» **Problem description**
Could the data below be copied exactly, minus the pictures?
[Opening Material for this exercise section]
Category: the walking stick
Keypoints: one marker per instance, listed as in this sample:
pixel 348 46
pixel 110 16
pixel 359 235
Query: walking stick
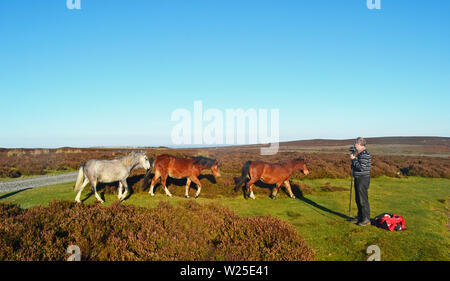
pixel 351 189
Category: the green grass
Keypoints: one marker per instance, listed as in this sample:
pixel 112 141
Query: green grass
pixel 319 218
pixel 47 173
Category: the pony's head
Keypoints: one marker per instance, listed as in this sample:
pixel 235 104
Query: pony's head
pixel 215 169
pixel 300 164
pixel 144 161
pixel 209 163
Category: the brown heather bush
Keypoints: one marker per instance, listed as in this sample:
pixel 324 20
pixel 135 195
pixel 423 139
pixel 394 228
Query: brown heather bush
pixel 190 232
pixel 321 165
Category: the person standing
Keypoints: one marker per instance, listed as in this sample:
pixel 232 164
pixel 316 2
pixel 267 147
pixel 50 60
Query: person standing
pixel 361 165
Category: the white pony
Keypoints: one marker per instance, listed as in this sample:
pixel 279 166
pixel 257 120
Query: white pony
pixel 108 171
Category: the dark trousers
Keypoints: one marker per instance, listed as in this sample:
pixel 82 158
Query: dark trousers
pixel 362 197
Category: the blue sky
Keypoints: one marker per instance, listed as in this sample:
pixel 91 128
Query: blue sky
pixel 113 72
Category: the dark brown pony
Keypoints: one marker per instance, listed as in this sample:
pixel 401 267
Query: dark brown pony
pixel 271 174
pixel 179 168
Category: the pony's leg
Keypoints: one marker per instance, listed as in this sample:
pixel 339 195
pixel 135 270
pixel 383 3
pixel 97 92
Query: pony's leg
pixel 250 188
pixel 124 183
pixel 120 190
pixel 288 186
pixel 85 182
pixel 275 191
pixel 163 182
pixel 96 194
pixel 199 186
pixel 152 186
pixel 188 184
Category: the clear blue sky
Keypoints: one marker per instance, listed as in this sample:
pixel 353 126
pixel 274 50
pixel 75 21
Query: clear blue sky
pixel 113 72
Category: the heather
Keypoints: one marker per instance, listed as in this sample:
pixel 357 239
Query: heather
pixel 188 231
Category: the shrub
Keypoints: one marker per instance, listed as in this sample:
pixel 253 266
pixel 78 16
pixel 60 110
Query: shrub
pixel 190 232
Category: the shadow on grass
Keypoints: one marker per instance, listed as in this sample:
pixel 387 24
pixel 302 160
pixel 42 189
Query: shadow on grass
pixel 299 194
pixel 12 193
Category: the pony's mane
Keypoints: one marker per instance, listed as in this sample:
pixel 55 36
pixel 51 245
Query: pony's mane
pixel 127 159
pixel 204 161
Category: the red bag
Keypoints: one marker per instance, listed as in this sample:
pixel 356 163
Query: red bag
pixel 391 222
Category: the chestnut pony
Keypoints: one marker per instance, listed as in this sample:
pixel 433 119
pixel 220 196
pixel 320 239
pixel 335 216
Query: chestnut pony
pixel 179 168
pixel 271 174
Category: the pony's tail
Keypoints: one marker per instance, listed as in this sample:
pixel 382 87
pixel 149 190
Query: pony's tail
pixel 80 179
pixel 148 174
pixel 243 178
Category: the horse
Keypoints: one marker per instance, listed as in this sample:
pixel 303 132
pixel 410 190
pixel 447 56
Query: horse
pixel 179 168
pixel 277 174
pixel 108 171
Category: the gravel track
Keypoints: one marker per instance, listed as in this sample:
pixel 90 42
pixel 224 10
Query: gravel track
pixel 20 184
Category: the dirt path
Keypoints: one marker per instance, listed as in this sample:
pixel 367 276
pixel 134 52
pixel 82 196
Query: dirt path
pixel 14 185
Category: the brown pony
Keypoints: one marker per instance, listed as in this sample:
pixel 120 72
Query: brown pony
pixel 272 174
pixel 178 168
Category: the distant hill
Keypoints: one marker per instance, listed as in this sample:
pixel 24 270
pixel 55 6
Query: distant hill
pixel 408 146
pixel 370 141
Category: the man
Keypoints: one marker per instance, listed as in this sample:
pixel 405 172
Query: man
pixel 361 164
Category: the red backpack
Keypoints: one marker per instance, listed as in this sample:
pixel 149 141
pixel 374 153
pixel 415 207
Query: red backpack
pixel 391 222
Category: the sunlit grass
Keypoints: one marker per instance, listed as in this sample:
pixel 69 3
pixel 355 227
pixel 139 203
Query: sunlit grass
pixel 320 217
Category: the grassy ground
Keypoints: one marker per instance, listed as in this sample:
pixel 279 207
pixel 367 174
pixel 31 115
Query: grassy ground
pixel 46 173
pixel 320 216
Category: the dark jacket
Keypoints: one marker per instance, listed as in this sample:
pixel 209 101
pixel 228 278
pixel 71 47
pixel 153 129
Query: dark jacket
pixel 362 164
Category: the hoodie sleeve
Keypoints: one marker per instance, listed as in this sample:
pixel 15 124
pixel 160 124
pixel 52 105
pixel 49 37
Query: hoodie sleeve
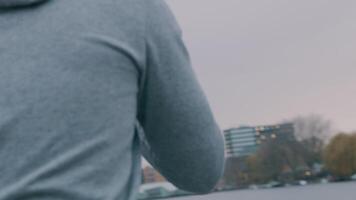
pixel 183 141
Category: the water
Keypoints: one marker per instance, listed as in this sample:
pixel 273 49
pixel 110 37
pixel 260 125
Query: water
pixel 335 191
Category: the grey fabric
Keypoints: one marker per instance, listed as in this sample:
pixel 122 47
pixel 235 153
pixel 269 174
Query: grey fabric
pixel 17 3
pixel 80 82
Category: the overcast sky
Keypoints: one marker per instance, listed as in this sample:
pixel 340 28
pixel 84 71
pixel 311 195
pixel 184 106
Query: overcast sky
pixel 264 61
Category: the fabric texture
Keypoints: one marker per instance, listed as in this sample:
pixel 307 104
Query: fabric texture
pixel 81 83
pixel 18 3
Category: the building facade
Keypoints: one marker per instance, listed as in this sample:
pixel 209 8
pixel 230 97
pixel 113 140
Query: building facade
pixel 245 140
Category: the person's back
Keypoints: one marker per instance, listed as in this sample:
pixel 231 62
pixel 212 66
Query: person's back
pixel 79 79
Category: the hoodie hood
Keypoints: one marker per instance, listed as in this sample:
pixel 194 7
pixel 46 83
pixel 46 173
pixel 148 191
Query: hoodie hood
pixel 18 3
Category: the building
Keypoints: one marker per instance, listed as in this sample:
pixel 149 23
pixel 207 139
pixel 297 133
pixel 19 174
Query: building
pixel 240 141
pixel 245 140
pixel 150 175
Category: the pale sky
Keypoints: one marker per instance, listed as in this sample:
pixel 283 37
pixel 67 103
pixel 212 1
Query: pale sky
pixel 264 61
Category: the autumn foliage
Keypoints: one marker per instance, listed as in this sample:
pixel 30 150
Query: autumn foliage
pixel 340 155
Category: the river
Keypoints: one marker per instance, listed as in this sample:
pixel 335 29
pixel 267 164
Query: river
pixel 334 191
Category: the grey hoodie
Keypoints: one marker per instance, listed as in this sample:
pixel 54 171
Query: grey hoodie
pixel 82 82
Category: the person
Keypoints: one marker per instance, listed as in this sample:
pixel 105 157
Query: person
pixel 85 86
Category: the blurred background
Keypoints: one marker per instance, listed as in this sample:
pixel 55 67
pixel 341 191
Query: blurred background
pixel 279 75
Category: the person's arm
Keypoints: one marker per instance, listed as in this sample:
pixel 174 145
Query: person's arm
pixel 184 142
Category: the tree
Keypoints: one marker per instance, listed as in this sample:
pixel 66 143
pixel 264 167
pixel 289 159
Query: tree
pixel 340 155
pixel 278 160
pixel 312 131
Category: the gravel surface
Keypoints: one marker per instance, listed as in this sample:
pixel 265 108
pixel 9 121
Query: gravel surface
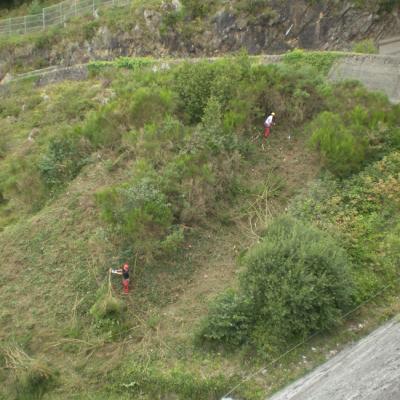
[Closing Material for this exercise section]
» **Answer below**
Category: the walking stick
Keypoints: one marker per instance, listed as in this sample:
pixel 348 46
pixel 110 16
pixel 359 235
Query: walking stick
pixel 351 189
Category: the green grass
Keypoints: one marker per instance, listed as in this sample:
pixel 112 141
Query: green grass
pixel 319 218
pixel 47 173
Category: the pony's head
Keypoints: one marker per instance, listed as in this sample:
pixel 235 104
Query: pony's head
pixel 215 169
pixel 300 164
pixel 144 161
pixel 209 163
Category: the brown heather bush
Keypoints: one marker per instance, listed as in this sample:
pixel 324 20
pixel 135 195
pixel 423 139
pixel 394 228
Query: brown heather bush
pixel 190 232
pixel 321 165
Category: the person standing
Keypoints: one marker per instance, listed as in this sample:
pixel 232 164
pixel 316 2
pixel 267 147
pixel 50 60
Query: person standing
pixel 361 165
Category: the white pony
Keypoints: one marker per instance, listed as in this sample:
pixel 279 166
pixel 257 120
Query: white pony
pixel 108 171
Category: the dark trousers
Keypoints: one marker per instance, listed as in this sample:
pixel 82 158
Query: dark trousers
pixel 362 197
Category: the blue sky
Keypoints: one marker per instance, listed as in this sample:
pixel 91 128
Query: blue sky
pixel 113 72
Category: the dark brown pony
Keypoints: one marker per instance, listed as in this sample:
pixel 401 267
Query: dark brown pony
pixel 271 174
pixel 179 168
Category: the pony's leg
Keypoints: one marker per instance, listed as in this sample:
pixel 339 195
pixel 135 270
pixel 383 3
pixel 97 92
Query: pony's leg
pixel 250 188
pixel 124 183
pixel 120 190
pixel 288 186
pixel 85 182
pixel 275 191
pixel 163 182
pixel 96 194
pixel 199 186
pixel 152 186
pixel 188 184
Category: the clear blue sky
Keypoints: one marker per instance, listed as in this sample:
pixel 353 126
pixel 274 50
pixel 75 21
Query: clear blue sky
pixel 113 72
Category: the heather
Keypoints: one marker per instance, listed as in this sample:
pixel 357 239
Query: heather
pixel 188 231
Category: the shrub
Keypoints: one marker per instance, listed as in this sample:
pixel 253 266
pixel 78 16
pixel 60 110
Query: shrub
pixel 190 232
Category: the shadow on grass
Keypoints: one marker per instance, listed as in this sample:
pixel 387 24
pixel 302 160
pixel 42 189
Query: shadow on grass
pixel 299 194
pixel 12 193
Category: the pony's mane
Keypoints: one marker per instance, listed as in this sample:
pixel 55 36
pixel 51 245
Query: pony's mane
pixel 127 159
pixel 204 161
Category: the red bag
Keypoints: one marker per instance, listed as in this sample:
pixel 356 163
Query: red bag
pixel 391 222
Category: the chestnut pony
Keypoints: one marker per instance, listed as in this sample:
pixel 433 119
pixel 220 196
pixel 320 239
pixel 335 216
Query: chestnut pony
pixel 179 168
pixel 271 174
Category: the pony's tail
Keypoints: one marker per instance, listed as in this sample:
pixel 382 87
pixel 149 190
Query: pony's tail
pixel 80 179
pixel 148 174
pixel 243 178
Category: the horse
Keypoints: one marker per instance, listed as in this sample:
pixel 303 132
pixel 410 190
pixel 447 56
Query: horse
pixel 179 168
pixel 277 174
pixel 108 171
Category: the gravel track
Keypoints: one marker per instance, listed as in this sample:
pixel 90 42
pixel 224 10
Query: gravel track
pixel 20 184
Category: the dirt path
Keypoints: one marker per instance, listed as in this sample:
pixel 367 276
pixel 134 52
pixel 82 196
Query: dirt path
pixel 14 185
Category: the brown pony
Keypoints: one marker per instance, listed as in this sample:
pixel 120 72
Query: brown pony
pixel 272 174
pixel 178 168
Category: the distant hill
Keypoints: one marker per instance, listed as in this sample:
pixel 24 270
pixel 55 6
Query: distant hill
pixel 408 146
pixel 370 141
Category: the man
Keypoints: one marker per instance, listed as in this sample:
pixel 405 172
Query: man
pixel 361 164
Category: the red backpack
Keypoints: one marker per instance, listed as in this sample:
pixel 149 141
pixel 374 153
pixel 415 207
Query: red backpack
pixel 391 222
Category: the sunlit grass
Keypoints: one marker per instance, listed as in this sample:
pixel 69 3
pixel 355 227
pixel 139 203
Query: sunlit grass
pixel 320 217
Category: the grassy ground
Keypoints: one marker per instance, listed as in this sample:
pixel 279 207
pixel 367 174
pixel 31 115
Query: grassy ground
pixel 46 173
pixel 320 216
Category: the dark jacket
Keypoints: one marker per instance, listed as in this sample:
pixel 209 101
pixel 228 278
pixel 71 47
pixel 153 129
Query: dark jacket
pixel 362 164
Category: the hoodie sleeve
Keypoints: one marker per instance, listed as in this sample:
pixel 15 124
pixel 160 124
pixel 52 105
pixel 49 37
Query: hoodie sleeve
pixel 183 141
Category: the water
Keypoints: one marker per instance, listed as in this sample:
pixel 273 49
pixel 110 37
pixel 260 125
Query: water
pixel 335 191
Category: the grey fabric
Keypoints: one marker per instance, listed as in this sample:
pixel 122 47
pixel 235 153
pixel 269 174
Query: grey fabric
pixel 17 3
pixel 80 82
Category: the overcast sky
Keypoints: one marker per instance, listed as in this sample:
pixel 340 28
pixel 84 71
pixel 311 195
pixel 184 106
Query: overcast sky
pixel 264 61
Category: the fabric texture
Keypoints: one marker per instance, listed as in this sample:
pixel 307 104
Query: fabric texture
pixel 81 83
pixel 18 3
Category: the building facade
Keypoints: one marker per instance, listed as in this sample:
pixel 209 8
pixel 230 97
pixel 113 140
Query: building facade
pixel 245 140
Category: the person's back
Keypoints: one marker per instance, listed as in this sample:
pixel 231 62
pixel 212 66
Query: person's back
pixel 79 79
Category: the hoodie hood
Keypoints: one marker per instance, listed as in this sample:
pixel 194 7
pixel 46 83
pixel 46 173
pixel 148 191
Query: hoodie hood
pixel 18 3
Category: the building
Keypoints: one marker per instance, listed as in this sample:
pixel 149 23
pixel 207 139
pixel 297 133
pixel 19 174
Query: building
pixel 240 141
pixel 245 140
pixel 150 175
Category: the pale sky
Keypoints: one marker per instance, listed as in this sample:
pixel 283 37
pixel 67 103
pixel 212 1
Query: pale sky
pixel 264 61
Category: the autumn foliage
Keypoints: one marker per instance, listed as in this sample:
pixel 30 150
Query: autumn foliage
pixel 340 155
Category: the river
Keypoints: one marker per instance, listed as in this sample:
pixel 335 29
pixel 267 164
Query: river
pixel 334 191
Category: the grey hoodie
Keypoints: one marker per instance, listed as in this sample:
pixel 54 171
Query: grey hoodie
pixel 82 82
Category: the person
Keypoints: one marker per instance, listed as in this sample:
pixel 105 157
Query: person
pixel 85 86
Category: the blurred background
Keypoints: one marker per instance, listed as in this sample:
pixel 55 67
pixel 341 191
Query: blurred background
pixel 279 75
Category: the person's arm
Keypoints: one marker per instance, listed as in this sample:
pixel 174 145
Query: person's arm
pixel 184 142
Category: the tree
Keypoints: one marker per instance, listed as in this sample:
pixel 66 143
pixel 264 167
pixel 289 159
Query: tree
pixel 340 155
pixel 278 160
pixel 312 131
Category: the gravel surface
Keypoints: one marker per instance, listed as in this sample:
pixel 265 108
pixel 9 121
Query: gravel surface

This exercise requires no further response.